**Provided text**
-*-*-

Sunday, May 28, 2006

(snapshot of life in Senegal)

- Fatou,* the project’s administrative assistant, epitomized Senegalese style. Every day she trotted out a new Vogue-worthy outfit, sometimes modern, sometimes traditional, and often a new hairpiece or hair extension. Many Senegalese women, I learned, kept their scalps nearly bald, allowing them the versatility of a Halle Berry flip one day, an “I Dream of Jeannie” ponytail the next. You’d spot the discarded hairpieces every so often walking down the street, ratty and tromped over with dust.

One day Fatou’s mother stopped by, a shy, traditionally dressed woman. We met her young niece as well, a toddler Fatou let play with her computer keyboard and cell phone. “La executive,” the family observed with pleasure. Fatou’s many kin lived in Medina, a historic old neighborhood crowded with stalls, shops and goats around which Dakar’s French architecture had evolved, and later 1970s-vintage banks, hotels and NGO offices.

-*-*-

**Your tasks**
1. Using the snapshot of life in Senegal, explain in one to three sentences why many Senegalese women kept their scalps nearly bald.
2. Locate every line in the records that contains the string "table" and copy each one out. Case counts.

-*-*-

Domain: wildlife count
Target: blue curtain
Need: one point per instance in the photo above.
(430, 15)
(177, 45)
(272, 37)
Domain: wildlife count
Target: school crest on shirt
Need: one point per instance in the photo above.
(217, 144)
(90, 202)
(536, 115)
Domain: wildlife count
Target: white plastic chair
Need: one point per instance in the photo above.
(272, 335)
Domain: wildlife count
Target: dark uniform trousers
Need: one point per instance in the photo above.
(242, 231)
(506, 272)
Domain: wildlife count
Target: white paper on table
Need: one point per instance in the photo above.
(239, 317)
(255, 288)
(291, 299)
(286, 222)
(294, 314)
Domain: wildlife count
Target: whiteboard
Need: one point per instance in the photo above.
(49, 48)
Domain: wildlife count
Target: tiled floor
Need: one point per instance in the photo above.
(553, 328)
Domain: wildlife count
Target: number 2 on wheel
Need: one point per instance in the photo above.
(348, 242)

-*-*-

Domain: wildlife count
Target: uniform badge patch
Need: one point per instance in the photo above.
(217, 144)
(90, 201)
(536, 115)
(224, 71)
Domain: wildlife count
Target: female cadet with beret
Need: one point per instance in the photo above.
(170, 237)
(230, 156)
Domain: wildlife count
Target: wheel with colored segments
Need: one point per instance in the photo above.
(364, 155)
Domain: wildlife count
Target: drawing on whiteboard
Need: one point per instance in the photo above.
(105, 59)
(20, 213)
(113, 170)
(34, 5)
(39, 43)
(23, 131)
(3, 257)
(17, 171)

-*-*-

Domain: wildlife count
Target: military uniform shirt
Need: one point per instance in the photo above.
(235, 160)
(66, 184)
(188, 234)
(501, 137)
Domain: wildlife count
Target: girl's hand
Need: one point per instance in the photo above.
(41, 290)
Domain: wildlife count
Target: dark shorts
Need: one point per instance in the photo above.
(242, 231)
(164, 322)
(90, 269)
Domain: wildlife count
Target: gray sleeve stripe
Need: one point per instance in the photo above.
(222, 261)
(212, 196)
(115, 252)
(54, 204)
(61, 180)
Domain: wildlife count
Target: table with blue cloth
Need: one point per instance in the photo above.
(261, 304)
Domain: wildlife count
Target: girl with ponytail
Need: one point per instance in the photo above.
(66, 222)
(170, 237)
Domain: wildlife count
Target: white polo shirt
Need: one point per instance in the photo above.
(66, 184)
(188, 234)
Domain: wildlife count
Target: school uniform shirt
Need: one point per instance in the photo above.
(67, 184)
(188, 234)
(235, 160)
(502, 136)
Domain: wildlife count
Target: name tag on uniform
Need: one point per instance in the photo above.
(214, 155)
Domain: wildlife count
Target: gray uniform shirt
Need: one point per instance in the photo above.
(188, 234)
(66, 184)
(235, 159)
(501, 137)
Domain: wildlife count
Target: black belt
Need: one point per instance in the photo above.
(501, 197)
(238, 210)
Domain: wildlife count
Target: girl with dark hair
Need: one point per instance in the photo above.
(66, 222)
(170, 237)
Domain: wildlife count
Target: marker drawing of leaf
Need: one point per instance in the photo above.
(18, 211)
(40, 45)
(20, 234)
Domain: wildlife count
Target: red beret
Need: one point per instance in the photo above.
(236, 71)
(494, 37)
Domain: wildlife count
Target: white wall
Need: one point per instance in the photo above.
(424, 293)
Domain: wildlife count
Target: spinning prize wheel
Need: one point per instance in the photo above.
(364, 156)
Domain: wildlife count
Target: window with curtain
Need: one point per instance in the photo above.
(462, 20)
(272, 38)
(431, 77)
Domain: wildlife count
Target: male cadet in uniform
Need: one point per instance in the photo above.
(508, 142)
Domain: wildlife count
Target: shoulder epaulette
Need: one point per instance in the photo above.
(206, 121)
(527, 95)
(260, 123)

-*-*-

**Responses**
1. Keeping their scalps nearly bald gave them the versatility to change hairstyles with hairpieces and extensions, such as a Halle Berry flip one day and an "I Dream of Jeannie" ponytail the next.

2.
Target: white paper on table
Target: table with blue cloth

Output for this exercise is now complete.